TASK DIRECTIONS ▸ Reproduce the lines of the material below verbatim, from the line with "Reviewer note: make sure each instance of the grass area" up to and including the line with "[(288, 125), (223, 52)]".

------ DATASET RECORDS ------

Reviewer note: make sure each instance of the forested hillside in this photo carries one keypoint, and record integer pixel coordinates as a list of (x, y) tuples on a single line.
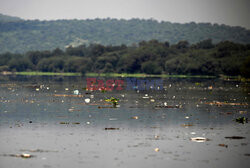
[(19, 36), (151, 57)]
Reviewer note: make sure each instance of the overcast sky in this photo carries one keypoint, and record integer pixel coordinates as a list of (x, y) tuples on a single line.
[(230, 12)]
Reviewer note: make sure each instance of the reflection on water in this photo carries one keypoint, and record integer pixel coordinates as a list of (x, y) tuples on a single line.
[(42, 116)]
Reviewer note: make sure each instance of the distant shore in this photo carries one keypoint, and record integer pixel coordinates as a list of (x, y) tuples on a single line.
[(136, 75)]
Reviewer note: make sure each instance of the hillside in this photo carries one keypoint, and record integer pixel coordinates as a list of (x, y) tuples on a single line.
[(151, 57), (6, 18), (25, 35)]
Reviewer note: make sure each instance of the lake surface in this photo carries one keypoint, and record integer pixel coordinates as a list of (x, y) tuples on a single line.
[(41, 116)]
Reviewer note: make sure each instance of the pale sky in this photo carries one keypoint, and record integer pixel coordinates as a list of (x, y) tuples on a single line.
[(230, 12)]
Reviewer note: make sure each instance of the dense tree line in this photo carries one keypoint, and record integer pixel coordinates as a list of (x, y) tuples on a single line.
[(20, 36), (151, 57)]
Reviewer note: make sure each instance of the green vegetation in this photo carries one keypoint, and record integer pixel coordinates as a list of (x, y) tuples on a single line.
[(20, 36), (159, 59)]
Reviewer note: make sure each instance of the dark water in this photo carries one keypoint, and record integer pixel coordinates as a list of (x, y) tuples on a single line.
[(149, 131)]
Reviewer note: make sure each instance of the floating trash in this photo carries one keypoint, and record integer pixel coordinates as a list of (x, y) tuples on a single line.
[(23, 155), (235, 137), (64, 122), (113, 100), (157, 137), (152, 100), (76, 92), (242, 120), (187, 125), (210, 87), (135, 117), (111, 128), (87, 100), (112, 119), (223, 145), (199, 139)]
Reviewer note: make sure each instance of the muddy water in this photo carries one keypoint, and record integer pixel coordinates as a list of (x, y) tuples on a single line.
[(42, 117)]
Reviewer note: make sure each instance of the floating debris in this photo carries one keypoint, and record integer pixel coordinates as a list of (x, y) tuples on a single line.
[(157, 137), (242, 112), (113, 100), (235, 137), (199, 139), (112, 119), (217, 103), (187, 125), (65, 95), (87, 100), (64, 122), (26, 155), (135, 117), (168, 106), (23, 155), (152, 100), (223, 145), (76, 92), (37, 150), (111, 128), (242, 120), (210, 87), (157, 149)]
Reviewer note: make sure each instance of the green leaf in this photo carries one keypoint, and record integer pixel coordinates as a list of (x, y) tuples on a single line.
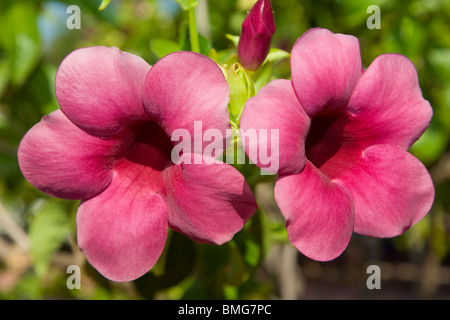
[(48, 230), (262, 76), (241, 89), (20, 45), (232, 38), (187, 4), (162, 47), (431, 145), (104, 4)]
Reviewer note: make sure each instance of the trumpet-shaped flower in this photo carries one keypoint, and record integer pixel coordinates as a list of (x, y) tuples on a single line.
[(344, 133), (109, 145)]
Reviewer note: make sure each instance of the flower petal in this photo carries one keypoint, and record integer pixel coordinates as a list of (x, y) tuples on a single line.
[(387, 105), (62, 160), (122, 232), (209, 202), (185, 87), (325, 69), (319, 213), (276, 108), (100, 89), (391, 189)]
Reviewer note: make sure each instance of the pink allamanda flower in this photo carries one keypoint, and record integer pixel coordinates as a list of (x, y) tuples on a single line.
[(256, 36), (110, 146), (344, 133)]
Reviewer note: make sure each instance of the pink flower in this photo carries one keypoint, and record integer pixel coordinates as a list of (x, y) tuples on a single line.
[(110, 146), (256, 37), (343, 140)]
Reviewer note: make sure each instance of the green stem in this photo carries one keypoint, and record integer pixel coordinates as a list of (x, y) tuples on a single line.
[(195, 45)]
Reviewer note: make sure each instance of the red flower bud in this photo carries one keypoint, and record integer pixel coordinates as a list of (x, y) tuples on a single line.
[(257, 30)]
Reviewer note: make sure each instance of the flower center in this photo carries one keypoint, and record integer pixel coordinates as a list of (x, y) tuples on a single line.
[(325, 138), (147, 156)]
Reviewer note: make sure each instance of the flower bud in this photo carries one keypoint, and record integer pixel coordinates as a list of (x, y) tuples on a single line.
[(257, 30)]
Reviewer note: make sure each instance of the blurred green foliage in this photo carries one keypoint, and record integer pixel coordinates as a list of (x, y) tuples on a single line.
[(35, 39)]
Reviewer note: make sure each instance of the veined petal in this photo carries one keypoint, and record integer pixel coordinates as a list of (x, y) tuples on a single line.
[(325, 68), (62, 160), (208, 202), (319, 213), (387, 105), (184, 88), (100, 89), (122, 231), (392, 190), (276, 108)]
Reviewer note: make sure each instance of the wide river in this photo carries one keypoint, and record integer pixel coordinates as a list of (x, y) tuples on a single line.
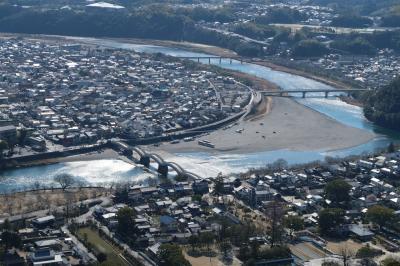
[(205, 164)]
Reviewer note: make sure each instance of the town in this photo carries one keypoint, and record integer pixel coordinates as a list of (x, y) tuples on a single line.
[(343, 212), (61, 95)]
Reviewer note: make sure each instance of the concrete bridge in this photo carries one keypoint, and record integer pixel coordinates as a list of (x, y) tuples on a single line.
[(220, 58), (282, 93), (145, 158)]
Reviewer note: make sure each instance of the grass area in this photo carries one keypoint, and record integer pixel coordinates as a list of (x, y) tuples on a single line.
[(92, 236)]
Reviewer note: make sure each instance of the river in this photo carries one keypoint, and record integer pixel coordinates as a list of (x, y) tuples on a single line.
[(206, 164)]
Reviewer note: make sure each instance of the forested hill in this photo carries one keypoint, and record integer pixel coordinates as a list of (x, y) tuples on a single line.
[(146, 23), (383, 106), (150, 22)]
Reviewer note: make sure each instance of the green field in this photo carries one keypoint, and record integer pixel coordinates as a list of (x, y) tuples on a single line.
[(112, 252)]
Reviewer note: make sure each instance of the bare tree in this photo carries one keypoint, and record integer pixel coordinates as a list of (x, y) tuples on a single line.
[(346, 255), (65, 180), (275, 211)]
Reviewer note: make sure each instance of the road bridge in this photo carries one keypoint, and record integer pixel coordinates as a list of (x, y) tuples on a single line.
[(163, 166), (219, 58), (282, 93)]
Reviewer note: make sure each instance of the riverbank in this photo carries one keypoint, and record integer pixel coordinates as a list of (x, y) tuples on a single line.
[(288, 125), (223, 52)]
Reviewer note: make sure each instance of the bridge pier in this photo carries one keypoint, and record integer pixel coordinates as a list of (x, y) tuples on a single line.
[(163, 169), (145, 160)]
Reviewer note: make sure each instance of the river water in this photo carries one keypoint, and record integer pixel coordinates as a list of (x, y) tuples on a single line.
[(205, 164)]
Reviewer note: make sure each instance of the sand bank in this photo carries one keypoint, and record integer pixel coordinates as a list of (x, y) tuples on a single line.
[(288, 125)]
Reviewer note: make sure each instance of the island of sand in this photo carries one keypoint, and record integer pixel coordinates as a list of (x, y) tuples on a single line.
[(285, 124)]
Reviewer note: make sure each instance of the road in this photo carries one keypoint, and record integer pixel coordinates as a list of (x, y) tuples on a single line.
[(244, 38)]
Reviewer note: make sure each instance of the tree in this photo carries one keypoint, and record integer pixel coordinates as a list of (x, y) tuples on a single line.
[(383, 105), (225, 246), (293, 223), (338, 191), (329, 219), (391, 148), (275, 212), (193, 242), (346, 255), (3, 147), (65, 180), (11, 239), (391, 261), (368, 252), (125, 217), (380, 215), (330, 263), (309, 48), (207, 239), (171, 255)]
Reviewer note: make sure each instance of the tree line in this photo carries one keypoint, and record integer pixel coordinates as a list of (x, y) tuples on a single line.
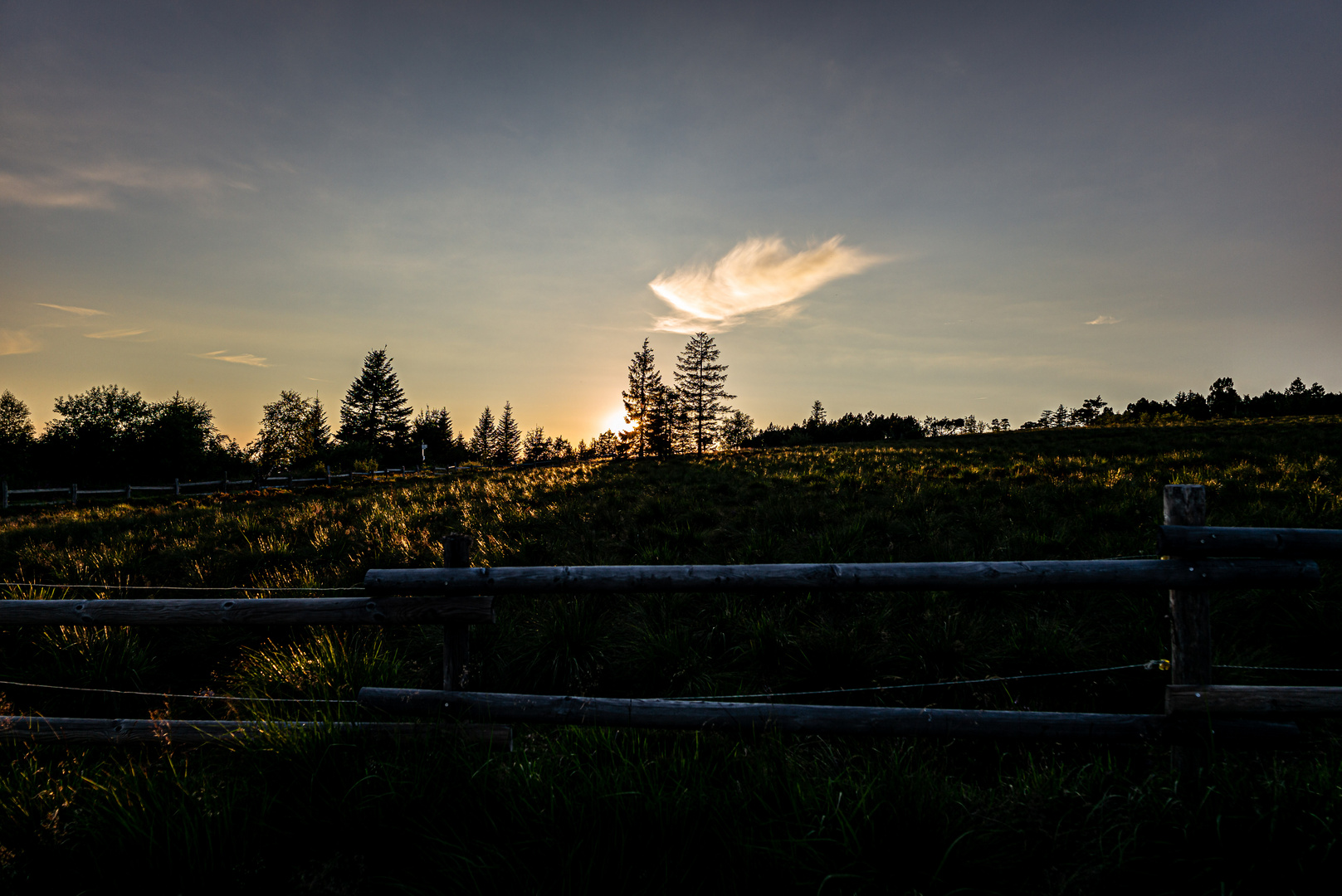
[(110, 435), (1220, 402)]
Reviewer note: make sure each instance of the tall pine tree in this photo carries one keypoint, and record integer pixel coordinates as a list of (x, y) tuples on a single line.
[(508, 437), (644, 385), (374, 411), (482, 437), (702, 385)]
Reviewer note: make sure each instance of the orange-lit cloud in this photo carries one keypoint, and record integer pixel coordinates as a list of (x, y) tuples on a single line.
[(113, 334), (235, 358), (71, 309), (17, 343), (757, 275)]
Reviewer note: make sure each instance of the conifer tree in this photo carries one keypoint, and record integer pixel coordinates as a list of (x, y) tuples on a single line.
[(317, 431), (535, 447), (665, 423), (644, 384), (702, 385), (508, 437), (374, 411), (482, 437)]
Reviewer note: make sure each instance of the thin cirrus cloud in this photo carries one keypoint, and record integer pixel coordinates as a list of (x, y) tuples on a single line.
[(757, 275), (17, 343), (71, 309), (113, 334), (235, 358), (93, 187)]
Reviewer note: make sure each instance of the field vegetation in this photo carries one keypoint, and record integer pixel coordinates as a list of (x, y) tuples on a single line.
[(585, 809)]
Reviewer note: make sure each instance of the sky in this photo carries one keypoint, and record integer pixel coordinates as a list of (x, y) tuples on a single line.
[(948, 208)]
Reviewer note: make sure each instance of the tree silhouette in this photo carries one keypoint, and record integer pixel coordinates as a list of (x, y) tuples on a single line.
[(702, 385), (286, 432), (739, 430), (482, 437), (374, 411), (508, 437), (817, 415), (644, 384)]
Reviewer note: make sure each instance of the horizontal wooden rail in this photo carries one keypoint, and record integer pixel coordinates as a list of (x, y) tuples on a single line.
[(261, 611), (1252, 699), (798, 718), (844, 577), (1233, 541), (126, 731)]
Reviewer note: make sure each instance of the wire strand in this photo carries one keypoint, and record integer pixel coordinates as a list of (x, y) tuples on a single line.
[(184, 587), (1274, 668)]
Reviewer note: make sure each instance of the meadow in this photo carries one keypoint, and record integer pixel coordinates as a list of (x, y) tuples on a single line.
[(584, 809)]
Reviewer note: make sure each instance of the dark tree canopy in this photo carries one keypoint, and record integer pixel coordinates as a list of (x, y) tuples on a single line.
[(644, 387), (702, 385), (508, 437), (482, 437), (374, 412)]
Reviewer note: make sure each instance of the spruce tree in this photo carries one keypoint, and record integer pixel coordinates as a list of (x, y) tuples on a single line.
[(508, 437), (702, 385), (317, 432), (535, 447), (482, 437), (374, 411), (644, 385)]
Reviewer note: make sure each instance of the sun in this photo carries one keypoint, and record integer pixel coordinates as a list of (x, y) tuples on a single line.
[(613, 421)]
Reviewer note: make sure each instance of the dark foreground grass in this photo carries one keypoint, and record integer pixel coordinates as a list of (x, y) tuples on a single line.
[(578, 809)]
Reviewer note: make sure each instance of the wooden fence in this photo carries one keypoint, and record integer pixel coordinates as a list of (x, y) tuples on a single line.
[(458, 596)]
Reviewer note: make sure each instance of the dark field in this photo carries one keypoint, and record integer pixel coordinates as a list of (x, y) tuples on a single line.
[(602, 809)]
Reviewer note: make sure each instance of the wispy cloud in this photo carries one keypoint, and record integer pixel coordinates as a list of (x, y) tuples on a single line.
[(235, 358), (17, 343), (49, 192), (91, 187), (113, 334), (71, 309), (757, 275)]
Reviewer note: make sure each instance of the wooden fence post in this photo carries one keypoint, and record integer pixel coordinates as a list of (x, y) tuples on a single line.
[(1191, 619), (456, 636)]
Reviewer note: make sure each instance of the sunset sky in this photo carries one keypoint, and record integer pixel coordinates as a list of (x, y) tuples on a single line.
[(922, 208)]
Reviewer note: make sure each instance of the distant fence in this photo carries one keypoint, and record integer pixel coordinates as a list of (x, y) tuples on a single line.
[(458, 596)]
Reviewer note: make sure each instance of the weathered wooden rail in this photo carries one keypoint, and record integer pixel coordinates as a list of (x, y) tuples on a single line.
[(458, 596), (847, 577), (796, 718), (1198, 560)]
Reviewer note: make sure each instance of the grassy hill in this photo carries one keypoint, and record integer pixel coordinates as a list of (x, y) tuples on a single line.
[(574, 809)]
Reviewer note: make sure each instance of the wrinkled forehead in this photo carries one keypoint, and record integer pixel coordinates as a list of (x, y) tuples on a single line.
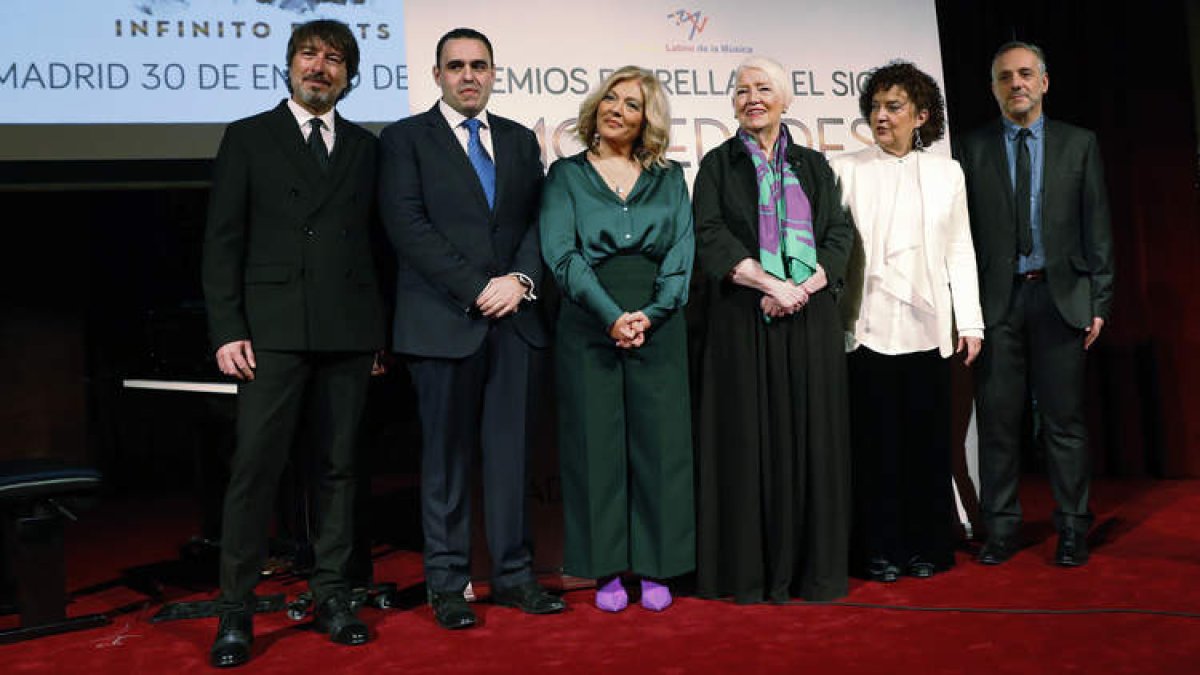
[(892, 94), (1015, 60), (466, 49)]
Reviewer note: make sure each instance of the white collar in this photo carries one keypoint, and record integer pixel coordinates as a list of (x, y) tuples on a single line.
[(304, 115)]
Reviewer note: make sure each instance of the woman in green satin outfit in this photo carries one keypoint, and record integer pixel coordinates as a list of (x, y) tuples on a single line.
[(616, 231)]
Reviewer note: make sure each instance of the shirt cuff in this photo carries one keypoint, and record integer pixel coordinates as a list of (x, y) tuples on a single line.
[(529, 294)]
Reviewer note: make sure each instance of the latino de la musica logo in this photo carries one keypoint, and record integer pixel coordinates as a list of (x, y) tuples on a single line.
[(694, 22)]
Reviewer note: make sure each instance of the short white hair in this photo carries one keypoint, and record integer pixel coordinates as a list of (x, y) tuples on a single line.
[(774, 72)]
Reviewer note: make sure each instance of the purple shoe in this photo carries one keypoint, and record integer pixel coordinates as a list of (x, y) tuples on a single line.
[(612, 596), (655, 597)]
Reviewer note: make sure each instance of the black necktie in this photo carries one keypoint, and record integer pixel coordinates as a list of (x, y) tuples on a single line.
[(1023, 191), (317, 144)]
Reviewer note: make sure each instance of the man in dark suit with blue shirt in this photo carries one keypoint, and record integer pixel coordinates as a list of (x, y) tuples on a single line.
[(294, 311), (1039, 220), (459, 193)]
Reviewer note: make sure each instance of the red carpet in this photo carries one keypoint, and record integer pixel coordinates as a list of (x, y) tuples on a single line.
[(1146, 556)]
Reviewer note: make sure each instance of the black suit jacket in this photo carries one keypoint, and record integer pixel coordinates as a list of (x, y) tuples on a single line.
[(448, 242), (287, 255), (1075, 226)]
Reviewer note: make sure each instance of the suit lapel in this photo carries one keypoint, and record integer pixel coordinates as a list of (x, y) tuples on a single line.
[(346, 148), (997, 156), (282, 125), (503, 142), (450, 147), (1053, 149)]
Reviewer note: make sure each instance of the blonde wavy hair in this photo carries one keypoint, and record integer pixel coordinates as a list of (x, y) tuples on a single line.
[(651, 147)]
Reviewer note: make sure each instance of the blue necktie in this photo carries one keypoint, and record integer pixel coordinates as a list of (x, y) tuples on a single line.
[(479, 159), (1024, 190)]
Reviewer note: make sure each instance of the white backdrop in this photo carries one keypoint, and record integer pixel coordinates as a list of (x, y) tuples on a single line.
[(549, 54)]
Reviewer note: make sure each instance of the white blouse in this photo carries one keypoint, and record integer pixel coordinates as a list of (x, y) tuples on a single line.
[(898, 315)]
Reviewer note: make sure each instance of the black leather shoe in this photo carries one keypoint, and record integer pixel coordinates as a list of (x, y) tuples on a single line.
[(1072, 549), (881, 569), (451, 610), (235, 633), (529, 598), (921, 568), (336, 616), (997, 550)]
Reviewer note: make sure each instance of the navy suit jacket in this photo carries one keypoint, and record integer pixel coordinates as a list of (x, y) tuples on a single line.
[(448, 242), (1075, 225)]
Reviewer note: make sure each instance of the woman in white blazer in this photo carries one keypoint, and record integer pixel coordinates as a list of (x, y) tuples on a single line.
[(911, 303)]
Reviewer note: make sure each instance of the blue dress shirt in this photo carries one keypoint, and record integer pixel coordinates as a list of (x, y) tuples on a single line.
[(1037, 257)]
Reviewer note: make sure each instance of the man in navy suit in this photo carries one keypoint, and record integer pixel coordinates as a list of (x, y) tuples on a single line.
[(459, 193), (1039, 220), (294, 310)]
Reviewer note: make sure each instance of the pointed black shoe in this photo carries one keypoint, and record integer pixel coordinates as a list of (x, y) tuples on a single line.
[(451, 611), (336, 616), (235, 633), (529, 598), (1072, 550)]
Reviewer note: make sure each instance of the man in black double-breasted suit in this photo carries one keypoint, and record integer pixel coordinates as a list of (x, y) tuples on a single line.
[(1039, 220), (459, 193), (294, 311)]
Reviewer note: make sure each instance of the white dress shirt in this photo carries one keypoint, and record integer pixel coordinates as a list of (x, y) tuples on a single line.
[(455, 119), (304, 118)]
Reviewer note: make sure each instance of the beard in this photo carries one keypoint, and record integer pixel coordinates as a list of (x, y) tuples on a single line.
[(318, 99)]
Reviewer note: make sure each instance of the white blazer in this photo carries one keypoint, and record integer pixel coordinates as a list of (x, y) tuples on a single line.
[(949, 254)]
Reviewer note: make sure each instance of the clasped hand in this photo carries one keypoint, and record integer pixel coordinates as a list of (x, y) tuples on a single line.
[(501, 297), (785, 297), (629, 329)]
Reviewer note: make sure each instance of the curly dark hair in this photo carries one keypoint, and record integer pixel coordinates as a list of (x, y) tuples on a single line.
[(334, 34), (922, 90)]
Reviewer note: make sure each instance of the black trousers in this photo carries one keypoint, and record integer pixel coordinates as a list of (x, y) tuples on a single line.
[(270, 411), (471, 406), (900, 435), (1032, 348)]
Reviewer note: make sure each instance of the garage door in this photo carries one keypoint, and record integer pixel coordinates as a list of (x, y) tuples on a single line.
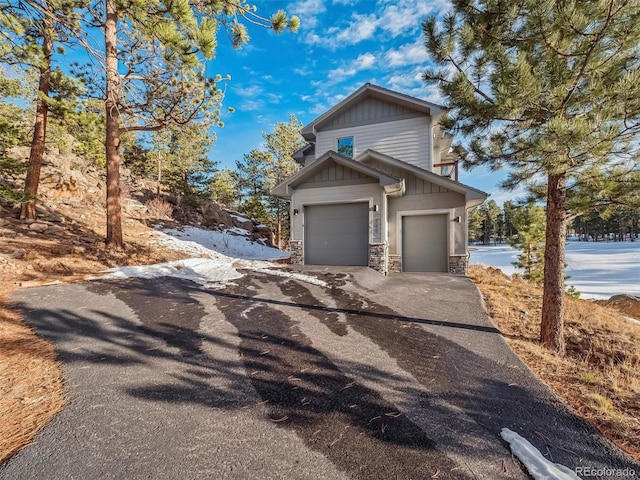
[(336, 234), (424, 243)]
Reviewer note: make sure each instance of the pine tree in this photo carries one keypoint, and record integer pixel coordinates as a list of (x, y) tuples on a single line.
[(21, 27), (161, 80), (550, 89), (281, 145), (224, 188)]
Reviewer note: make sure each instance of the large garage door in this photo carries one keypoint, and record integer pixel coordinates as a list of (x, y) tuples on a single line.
[(424, 243), (336, 234)]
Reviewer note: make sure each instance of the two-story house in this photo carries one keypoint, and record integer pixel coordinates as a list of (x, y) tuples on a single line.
[(378, 187)]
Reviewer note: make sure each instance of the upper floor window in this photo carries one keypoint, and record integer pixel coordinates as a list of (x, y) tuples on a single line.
[(345, 146)]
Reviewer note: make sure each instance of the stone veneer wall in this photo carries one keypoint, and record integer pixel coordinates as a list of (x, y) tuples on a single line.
[(395, 262), (458, 264), (296, 252), (378, 257)]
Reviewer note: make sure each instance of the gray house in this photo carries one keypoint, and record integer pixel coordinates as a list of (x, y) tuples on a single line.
[(378, 187)]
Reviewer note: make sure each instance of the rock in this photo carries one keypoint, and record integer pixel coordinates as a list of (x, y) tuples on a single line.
[(19, 253), (241, 222), (213, 215), (38, 227)]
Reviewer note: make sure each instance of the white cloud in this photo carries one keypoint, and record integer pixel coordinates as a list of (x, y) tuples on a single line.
[(252, 91), (251, 105), (308, 11), (408, 54), (361, 27), (364, 61)]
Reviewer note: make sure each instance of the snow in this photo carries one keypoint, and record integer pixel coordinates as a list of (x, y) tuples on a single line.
[(217, 259), (196, 241), (595, 269), (538, 466)]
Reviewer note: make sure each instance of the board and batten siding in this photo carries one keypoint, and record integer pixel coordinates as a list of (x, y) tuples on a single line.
[(370, 110), (369, 192), (453, 202), (334, 174), (408, 140)]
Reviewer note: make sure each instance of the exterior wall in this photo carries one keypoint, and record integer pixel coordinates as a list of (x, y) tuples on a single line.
[(449, 202), (458, 264), (408, 140), (368, 192), (370, 110), (378, 257), (296, 252), (334, 174)]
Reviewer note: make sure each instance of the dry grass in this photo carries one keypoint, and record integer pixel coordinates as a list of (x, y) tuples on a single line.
[(600, 375), (31, 384)]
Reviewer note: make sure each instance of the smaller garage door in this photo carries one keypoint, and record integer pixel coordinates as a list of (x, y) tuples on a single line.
[(336, 234), (424, 243)]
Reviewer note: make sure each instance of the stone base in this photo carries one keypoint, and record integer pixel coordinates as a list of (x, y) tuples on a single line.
[(458, 264), (296, 252), (395, 263), (378, 257)]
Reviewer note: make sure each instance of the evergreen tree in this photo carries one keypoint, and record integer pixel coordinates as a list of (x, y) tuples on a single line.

------

SOLVED EXERCISE ▸
Reviewer note: make sure each instance of the grass area in this photo carries one keypoint, and record integer pixel coordinates as a list of (x, y) tuples on a single line.
[(92, 236)]
Reviewer note: make sure each instance of the river in this photo carries one keypoint, and record integer pixel coordinates as a list of (x, y) tuples on a single line.
[(206, 164)]
Reviewer note: make sure each instance of the forested hill in this photo carries one keypoint, and record integer pixel coordinates as a list of (x, y) tuples on a single line.
[(146, 23), (383, 106), (150, 22)]
Reviewer note: make sure each instance of the green field in this photo carries one keypoint, and record integer pixel coordinates as a list of (x, y) tuples on a single line.
[(112, 252)]
Reviewer note: make sure each instance of the bare tree in this photo carries one keypoint, and record integer pixel coordinates as a list of (x, y) tuples on a single line.
[(346, 255), (65, 180), (275, 211)]
Reviewer note: make sure each instance of the road bridge in this photo carries one keypoint, and record integer pixel coordinates as a list of (x, y) tuples on a single line.
[(163, 166), (219, 58), (282, 93)]
Reviewer note: make sure each instance of the riverbank in this photo carries one keypoint, and record integer pixel coordinates as a list of (x, y) tuples on a single line.
[(288, 125), (223, 52)]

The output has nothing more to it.